Text shown:
***
Economic moats, or sustainable competitive advantages, are extremely difficult to find in the basic materials sector. Less than 40% of the companies we cover in this sector carry our narrow or wide moat rating. When we are able to find sustainable competitive advantages in basic materials, the primary reason is a durable cost advantage. Indeed, more than 70% of basic materials companies with an economic moat have a sustainable cost advantage. We think cost advantages can be created or destroyed in eight ways: economies of scale, economies of scope, low transportation costs, natural resources, process, bargaining power with suppliers, access to raw materials, and political regime.
We examined our universe of basic materials companies with narrow or wide economic moats as a result of notable cost advantages and determined through which of the eight ways each company had obtained its sustainable cost advantage. We found that natural resource endowments, transportation cost advantages, and economies of scale are the most common characteristics of basic materials companies that have an economic moat thanks to cost advantage.
***
Task requirements:
**1)** Shorten the paragraph in the economic moats text that begins "We examined our universe" into a brief bulleted list that keeps its main facts.
**2)** Carry on the piece about economic moats in basic materials, picking up after its final sentence.

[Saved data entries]
***
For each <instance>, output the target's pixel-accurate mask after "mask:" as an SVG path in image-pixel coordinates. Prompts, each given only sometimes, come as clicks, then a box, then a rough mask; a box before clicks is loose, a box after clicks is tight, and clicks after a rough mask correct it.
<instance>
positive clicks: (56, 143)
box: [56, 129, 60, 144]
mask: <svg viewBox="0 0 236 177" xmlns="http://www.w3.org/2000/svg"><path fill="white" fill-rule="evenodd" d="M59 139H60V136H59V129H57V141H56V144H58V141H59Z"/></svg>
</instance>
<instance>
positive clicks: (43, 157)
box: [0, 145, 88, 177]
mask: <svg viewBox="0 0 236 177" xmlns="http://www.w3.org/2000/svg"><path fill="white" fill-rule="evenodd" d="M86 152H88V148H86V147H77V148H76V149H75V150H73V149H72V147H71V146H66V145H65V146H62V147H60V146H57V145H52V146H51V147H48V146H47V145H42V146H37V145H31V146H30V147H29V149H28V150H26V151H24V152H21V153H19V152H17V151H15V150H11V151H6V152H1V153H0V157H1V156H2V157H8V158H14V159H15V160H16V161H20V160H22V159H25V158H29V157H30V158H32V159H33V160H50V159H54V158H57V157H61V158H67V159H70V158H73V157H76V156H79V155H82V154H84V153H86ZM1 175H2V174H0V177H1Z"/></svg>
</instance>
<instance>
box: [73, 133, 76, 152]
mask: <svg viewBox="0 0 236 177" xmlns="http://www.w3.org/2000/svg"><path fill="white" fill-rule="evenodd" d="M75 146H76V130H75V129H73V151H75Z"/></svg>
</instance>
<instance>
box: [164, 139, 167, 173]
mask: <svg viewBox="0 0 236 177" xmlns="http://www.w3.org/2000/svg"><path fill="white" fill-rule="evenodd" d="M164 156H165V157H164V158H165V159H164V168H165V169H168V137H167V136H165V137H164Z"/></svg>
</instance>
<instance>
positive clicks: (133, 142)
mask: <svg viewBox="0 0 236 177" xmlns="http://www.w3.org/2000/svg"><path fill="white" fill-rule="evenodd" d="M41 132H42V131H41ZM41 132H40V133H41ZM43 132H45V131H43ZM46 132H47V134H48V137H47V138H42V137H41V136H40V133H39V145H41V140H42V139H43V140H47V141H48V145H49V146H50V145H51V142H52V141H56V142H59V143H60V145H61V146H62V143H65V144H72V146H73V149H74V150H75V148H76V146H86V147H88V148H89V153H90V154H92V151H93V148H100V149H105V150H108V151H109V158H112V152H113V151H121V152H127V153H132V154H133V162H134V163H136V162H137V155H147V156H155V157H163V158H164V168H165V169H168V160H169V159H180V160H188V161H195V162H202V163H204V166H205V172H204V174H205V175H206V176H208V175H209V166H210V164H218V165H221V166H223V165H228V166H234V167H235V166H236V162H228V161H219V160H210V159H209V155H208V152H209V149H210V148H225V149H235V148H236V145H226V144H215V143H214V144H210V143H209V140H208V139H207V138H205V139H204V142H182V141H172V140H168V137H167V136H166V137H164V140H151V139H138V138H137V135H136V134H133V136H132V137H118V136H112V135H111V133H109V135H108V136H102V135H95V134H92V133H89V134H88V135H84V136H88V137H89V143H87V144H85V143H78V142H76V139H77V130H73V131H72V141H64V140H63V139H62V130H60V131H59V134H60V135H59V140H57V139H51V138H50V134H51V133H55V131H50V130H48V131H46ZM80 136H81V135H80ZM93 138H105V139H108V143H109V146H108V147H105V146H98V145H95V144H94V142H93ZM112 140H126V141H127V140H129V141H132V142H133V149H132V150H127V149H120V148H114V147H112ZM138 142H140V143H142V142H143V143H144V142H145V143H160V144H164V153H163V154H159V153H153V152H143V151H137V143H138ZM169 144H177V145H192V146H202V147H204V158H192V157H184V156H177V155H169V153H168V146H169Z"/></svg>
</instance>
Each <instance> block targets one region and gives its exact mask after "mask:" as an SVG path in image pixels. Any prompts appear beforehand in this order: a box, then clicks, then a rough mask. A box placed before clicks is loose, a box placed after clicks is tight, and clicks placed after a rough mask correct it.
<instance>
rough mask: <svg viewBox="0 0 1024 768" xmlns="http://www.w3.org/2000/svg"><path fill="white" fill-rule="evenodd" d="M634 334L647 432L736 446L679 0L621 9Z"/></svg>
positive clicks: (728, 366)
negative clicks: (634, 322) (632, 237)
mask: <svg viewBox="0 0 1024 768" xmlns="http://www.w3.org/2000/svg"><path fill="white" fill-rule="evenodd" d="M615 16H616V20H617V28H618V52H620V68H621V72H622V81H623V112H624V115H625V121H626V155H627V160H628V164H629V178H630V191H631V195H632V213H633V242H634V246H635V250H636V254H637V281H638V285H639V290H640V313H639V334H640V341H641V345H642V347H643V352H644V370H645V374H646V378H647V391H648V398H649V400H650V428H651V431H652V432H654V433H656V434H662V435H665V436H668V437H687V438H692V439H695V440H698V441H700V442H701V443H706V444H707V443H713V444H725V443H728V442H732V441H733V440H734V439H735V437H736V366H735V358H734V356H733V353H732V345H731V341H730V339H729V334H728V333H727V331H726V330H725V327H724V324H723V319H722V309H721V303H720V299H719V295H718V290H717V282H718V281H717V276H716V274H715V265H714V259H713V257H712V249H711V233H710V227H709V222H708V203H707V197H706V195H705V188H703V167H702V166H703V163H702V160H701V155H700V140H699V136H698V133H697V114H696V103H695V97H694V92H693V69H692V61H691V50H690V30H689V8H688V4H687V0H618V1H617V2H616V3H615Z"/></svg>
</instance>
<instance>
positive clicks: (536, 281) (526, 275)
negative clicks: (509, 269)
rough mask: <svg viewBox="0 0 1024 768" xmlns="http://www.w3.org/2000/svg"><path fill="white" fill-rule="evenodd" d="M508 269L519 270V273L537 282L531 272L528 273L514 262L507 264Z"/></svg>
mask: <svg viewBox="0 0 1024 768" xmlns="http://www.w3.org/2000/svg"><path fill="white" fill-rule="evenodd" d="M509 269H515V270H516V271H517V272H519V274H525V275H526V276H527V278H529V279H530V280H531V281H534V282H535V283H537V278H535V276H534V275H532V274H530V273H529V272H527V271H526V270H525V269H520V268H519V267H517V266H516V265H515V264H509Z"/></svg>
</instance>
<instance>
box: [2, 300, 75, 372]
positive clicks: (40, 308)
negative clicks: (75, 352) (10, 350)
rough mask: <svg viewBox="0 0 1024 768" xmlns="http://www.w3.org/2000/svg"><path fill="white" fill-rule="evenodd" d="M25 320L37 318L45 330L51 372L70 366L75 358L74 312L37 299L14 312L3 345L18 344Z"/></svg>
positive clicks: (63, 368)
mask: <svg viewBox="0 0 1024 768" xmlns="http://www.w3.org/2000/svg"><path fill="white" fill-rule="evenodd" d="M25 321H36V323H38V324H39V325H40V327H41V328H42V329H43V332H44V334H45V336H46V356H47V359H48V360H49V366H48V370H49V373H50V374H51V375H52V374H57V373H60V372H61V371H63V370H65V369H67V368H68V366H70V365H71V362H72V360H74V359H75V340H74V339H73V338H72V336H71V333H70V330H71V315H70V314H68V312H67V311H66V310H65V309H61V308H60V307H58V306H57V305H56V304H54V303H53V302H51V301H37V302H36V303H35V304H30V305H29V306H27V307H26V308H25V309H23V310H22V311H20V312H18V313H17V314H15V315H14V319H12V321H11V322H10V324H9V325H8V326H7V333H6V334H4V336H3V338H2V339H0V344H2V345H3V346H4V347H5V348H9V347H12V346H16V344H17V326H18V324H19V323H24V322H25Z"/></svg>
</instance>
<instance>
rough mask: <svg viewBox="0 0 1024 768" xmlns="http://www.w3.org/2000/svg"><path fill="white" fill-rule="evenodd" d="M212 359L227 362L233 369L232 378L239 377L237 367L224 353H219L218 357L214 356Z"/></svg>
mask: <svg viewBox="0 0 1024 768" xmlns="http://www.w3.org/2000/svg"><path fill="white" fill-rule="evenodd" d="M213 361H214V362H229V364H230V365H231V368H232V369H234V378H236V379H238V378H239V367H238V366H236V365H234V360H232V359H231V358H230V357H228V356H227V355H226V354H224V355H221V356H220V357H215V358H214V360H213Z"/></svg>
***
Results for the exercise:
**1)**
- The basic materials companies with narrow or wide moats due to notable cost advantages were reviewed.
- For each, the review identified which of the eight ways produced its sustainable cost advantage.
- The most common sources were natural resource endowments, transportation cost advantages, and economies of scale.

**2)**
Companies with attractive valuations and the rare distinction of an economic moat include mega-miners BHP Billiton (BLT), Rio Tinto (RIO), and Vale (VALE); coal producers Cloud Peak (CLD) and Peabody Energy (BTU); cement producers HeidelbergCement (HEI), Holcim (HOLN), and Lafarge (LG); uranium miner Cameco (CCO); Eldorado Gold (ELD); steel producer Nucor (NUE); and fertilizer giant PotashCorp (POT).
Transportation cost advantages accrue to the likes of BHP Billiton and Rio Tinto, whose mines in Australia are relatively close to commodity-hungry China. BASF (BAS) benefits from grouping many different chemical plants close together and vertically integrating production, which helps the
company save on transportation costs. Fibria’s (FBR) pulp plants are located close to its forests and major truck, rail, and shipping hubs, which gives the firm a cost advantage over other South American pulp producers.
Economies-of-scale cost advantages benefit the Powder River Basin coal producers Cloud Peak and Peabody Energy, as these large operators can open new mines adjacent to current operations using lower incremental capital than would be typically necessary, and the proximity allows the big miners to share resources across the basin, lowering extraction costs. Vale has economies of scale, as its iron
ore mega-mines allow it to use huge trucks and other supersize equipment that deliver cost efficiencies (for example, reduced labour or fuel per ton of ore extracted) over more modest-size machines.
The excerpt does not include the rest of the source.